Stored items:

==================================================

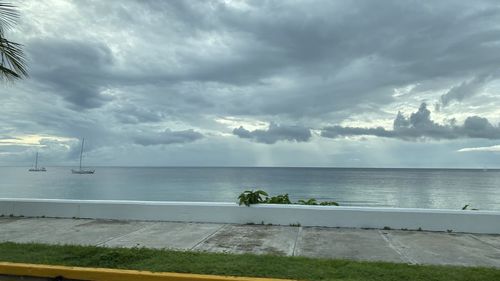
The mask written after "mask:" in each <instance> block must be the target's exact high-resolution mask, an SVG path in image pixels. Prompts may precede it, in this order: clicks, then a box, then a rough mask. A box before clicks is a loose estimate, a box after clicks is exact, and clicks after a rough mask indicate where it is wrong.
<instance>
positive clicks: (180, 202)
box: [0, 198, 500, 234]
mask: <svg viewBox="0 0 500 281" xmlns="http://www.w3.org/2000/svg"><path fill="white" fill-rule="evenodd" d="M0 215H3V216H10V215H13V216H25V217H42V216H44V217H60V218H91V219H119V220H150V221H175V222H210V223H238V224H246V223H254V224H261V223H264V224H274V225H290V224H293V225H298V224H300V225H302V226H325V227H351V228H385V227H389V228H391V229H422V230H430V231H453V232H467V233H490V234H500V212H497V211H468V210H465V211H462V210H438V209H407V208H372V207H335V206H304V205H273V204H259V205H253V206H251V207H246V206H238V204H236V203H211V202H158V201H119V200H63V199H20V198H0Z"/></svg>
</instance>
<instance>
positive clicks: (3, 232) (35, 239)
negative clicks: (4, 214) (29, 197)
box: [0, 218, 82, 242]
mask: <svg viewBox="0 0 500 281" xmlns="http://www.w3.org/2000/svg"><path fill="white" fill-rule="evenodd" d="M79 223H82V222H81V221H79V220H73V219H52V218H44V219H38V218H22V219H17V220H14V221H12V222H10V223H4V224H2V226H1V227H0V241H11V242H33V241H37V238H40V237H52V236H55V235H57V234H59V233H63V232H65V231H66V230H67V229H68V228H70V227H72V226H75V225H77V224H79ZM41 242H43V240H42V241H41Z"/></svg>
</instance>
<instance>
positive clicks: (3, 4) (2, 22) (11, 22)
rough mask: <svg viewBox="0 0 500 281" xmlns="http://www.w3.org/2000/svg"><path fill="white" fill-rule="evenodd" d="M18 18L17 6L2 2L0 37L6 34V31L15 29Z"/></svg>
mask: <svg viewBox="0 0 500 281" xmlns="http://www.w3.org/2000/svg"><path fill="white" fill-rule="evenodd" d="M18 18H19V12H18V11H17V10H16V6H14V5H12V4H9V3H2V2H0V35H2V34H4V32H5V29H8V28H11V27H13V25H14V24H15V23H16V21H17V19H18Z"/></svg>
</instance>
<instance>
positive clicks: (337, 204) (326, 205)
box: [319, 201, 339, 206]
mask: <svg viewBox="0 0 500 281" xmlns="http://www.w3.org/2000/svg"><path fill="white" fill-rule="evenodd" d="M319 204H320V205H321V206H338V205H339V203H337V202H335V201H323V202H321V203H319Z"/></svg>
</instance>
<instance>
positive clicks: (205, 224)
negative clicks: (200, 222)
mask: <svg viewBox="0 0 500 281" xmlns="http://www.w3.org/2000/svg"><path fill="white" fill-rule="evenodd" d="M222 226H223V225H221V224H208V223H180V222H158V223H155V224H152V225H149V226H148V227H145V228H142V229H140V230H138V231H135V232H133V233H130V234H127V235H123V236H121V237H119V238H115V239H111V240H109V241H108V242H106V243H104V245H105V246H109V247H147V248H159V249H162V248H166V249H176V250H189V249H191V248H193V247H194V246H196V245H197V244H198V243H200V242H201V241H203V240H204V239H205V238H207V237H209V236H210V235H211V234H213V233H214V232H216V231H217V230H219V229H220V228H221V227H222Z"/></svg>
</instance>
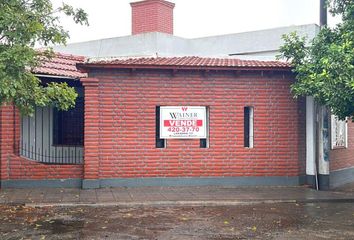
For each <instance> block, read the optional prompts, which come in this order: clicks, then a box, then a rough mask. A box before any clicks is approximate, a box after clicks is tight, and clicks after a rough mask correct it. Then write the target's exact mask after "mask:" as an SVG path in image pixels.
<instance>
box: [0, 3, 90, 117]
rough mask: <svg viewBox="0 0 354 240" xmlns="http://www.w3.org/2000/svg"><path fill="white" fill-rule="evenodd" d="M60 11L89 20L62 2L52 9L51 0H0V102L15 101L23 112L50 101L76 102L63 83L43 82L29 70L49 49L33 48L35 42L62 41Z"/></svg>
mask: <svg viewBox="0 0 354 240" xmlns="http://www.w3.org/2000/svg"><path fill="white" fill-rule="evenodd" d="M60 14H65V15H68V16H71V17H72V18H73V20H74V21H75V22H76V23H80V24H88V22H87V14H86V13H85V12H84V11H83V10H82V9H74V8H72V7H71V6H69V5H67V4H63V6H62V7H60V8H58V9H53V6H52V3H51V1H50V0H6V1H0V106H1V105H3V104H6V103H10V104H11V103H13V104H15V105H16V106H17V107H18V108H19V109H20V111H21V112H22V113H23V114H32V113H33V111H34V106H36V105H37V106H48V105H52V106H55V107H58V108H59V109H61V110H67V109H69V108H70V107H73V106H74V105H75V99H76V97H77V94H76V93H75V90H74V89H73V88H71V87H69V86H68V85H67V84H65V83H50V84H48V85H42V84H41V82H40V80H39V79H38V78H37V77H35V76H34V75H33V74H32V73H31V72H30V71H31V69H33V68H35V67H37V66H39V65H40V63H41V61H42V60H43V59H44V58H48V57H52V56H53V53H52V52H51V51H50V50H49V51H42V52H40V51H36V50H34V49H33V47H34V46H36V45H37V44H41V45H43V46H48V45H50V44H65V42H66V39H67V38H68V37H69V35H68V33H67V32H66V31H65V30H64V29H63V27H62V26H61V25H60V21H59V20H60Z"/></svg>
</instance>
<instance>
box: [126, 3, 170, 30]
mask: <svg viewBox="0 0 354 240" xmlns="http://www.w3.org/2000/svg"><path fill="white" fill-rule="evenodd" d="M130 5H131V7H132V34H133V35H134V34H139V33H147V32H162V33H168V34H173V8H174V7H175V4H174V3H171V2H167V1H164V0H144V1H139V2H132V3H130Z"/></svg>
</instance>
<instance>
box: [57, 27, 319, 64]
mask: <svg viewBox="0 0 354 240" xmlns="http://www.w3.org/2000/svg"><path fill="white" fill-rule="evenodd" d="M291 32H297V33H298V34H299V36H301V37H304V36H307V38H308V39H313V38H314V37H315V36H316V35H317V33H318V32H319V26H317V25H316V24H308V25H300V26H287V27H279V28H273V29H264V30H258V31H250V32H243V33H233V34H225V35H218V36H208V37H201V38H192V39H189V38H184V37H180V36H175V35H171V34H166V33H159V32H149V33H142V34H136V35H129V36H120V37H113V38H105V39H97V40H90V41H85V42H77V43H69V44H67V45H66V46H53V49H54V50H55V51H58V52H62V53H68V54H74V55H82V56H86V57H122V56H129V57H138V56H141V57H142V56H145V57H149V56H152V55H154V54H156V53H157V54H158V56H160V57H170V56H173V57H183V56H200V57H228V56H230V55H237V57H238V58H242V59H252V60H254V59H257V60H274V59H275V56H276V55H277V54H279V48H280V46H282V45H283V44H284V42H283V40H282V36H283V35H284V34H289V33H291Z"/></svg>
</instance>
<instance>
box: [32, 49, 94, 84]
mask: <svg viewBox="0 0 354 240" xmlns="http://www.w3.org/2000/svg"><path fill="white" fill-rule="evenodd" d="M84 61H85V57H82V56H74V55H68V54H62V53H55V55H54V57H53V58H51V59H45V60H44V61H43V63H42V65H40V66H39V67H37V68H35V69H34V70H33V71H32V73H34V74H43V75H49V76H56V77H58V76H59V77H66V78H68V77H69V78H74V79H76V78H83V77H86V76H87V75H86V74H85V73H82V72H80V71H79V70H78V69H77V68H76V64H77V63H83V62H84Z"/></svg>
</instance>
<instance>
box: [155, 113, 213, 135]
mask: <svg viewBox="0 0 354 240" xmlns="http://www.w3.org/2000/svg"><path fill="white" fill-rule="evenodd" d="M206 124H207V123H206V107H195V106H193V107H190V106H186V107H184V106H183V107H179V106H176V107H174V106H171V107H160V138H163V139H167V138H182V139H187V138H206Z"/></svg>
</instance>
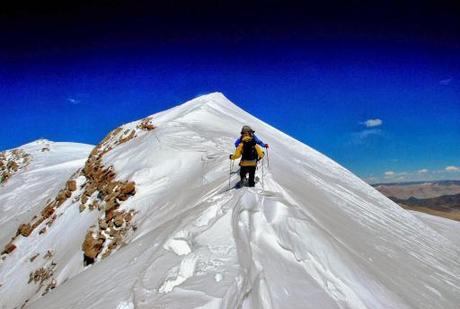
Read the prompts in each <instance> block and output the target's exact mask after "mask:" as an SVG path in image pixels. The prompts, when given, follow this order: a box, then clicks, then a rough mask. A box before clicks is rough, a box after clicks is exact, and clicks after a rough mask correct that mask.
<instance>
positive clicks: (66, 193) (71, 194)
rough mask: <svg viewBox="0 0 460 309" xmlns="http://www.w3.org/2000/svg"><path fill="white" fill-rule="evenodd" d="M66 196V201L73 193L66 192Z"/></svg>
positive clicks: (68, 190) (67, 190)
mask: <svg viewBox="0 0 460 309" xmlns="http://www.w3.org/2000/svg"><path fill="white" fill-rule="evenodd" d="M64 194H65V197H66V199H68V198H69V197H71V196H72V192H70V191H69V190H65V191H64Z"/></svg>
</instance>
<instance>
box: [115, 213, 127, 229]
mask: <svg viewBox="0 0 460 309" xmlns="http://www.w3.org/2000/svg"><path fill="white" fill-rule="evenodd" d="M124 222H125V220H124V218H123V215H122V214H117V215H116V216H115V217H114V218H113V224H114V225H115V226H116V227H120V226H122V225H123V223H124Z"/></svg>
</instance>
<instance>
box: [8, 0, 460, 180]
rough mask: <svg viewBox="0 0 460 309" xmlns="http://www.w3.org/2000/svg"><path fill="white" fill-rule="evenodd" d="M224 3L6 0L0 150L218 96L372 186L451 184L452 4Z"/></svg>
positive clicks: (99, 136)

==================================================

→ **WHAT TO WORK ON**
Which lines in the data above contain the word "correct"? Copy each of those lines in full.

→ **WRITTEN ANSWER**
For each <instance> block, read the optional prompts, which come in this order: clicks, then a box, then a rough mask. A box before any clicks is approximate, a box after clicks is tight, and clicks after a rough mask correct it. Then write the target's exact mask after "mask:" as an SVG path in image pixels.
Read the prompts in each <instance> block and output the target's exact mask after "mask:" as an SVG path in image pixels. The prompts, when given, follow this order: a box, then clicks, then a rough mask. A box before clicks is rough, a box after clicks is exact, and clicks after a rough mask correct that mask.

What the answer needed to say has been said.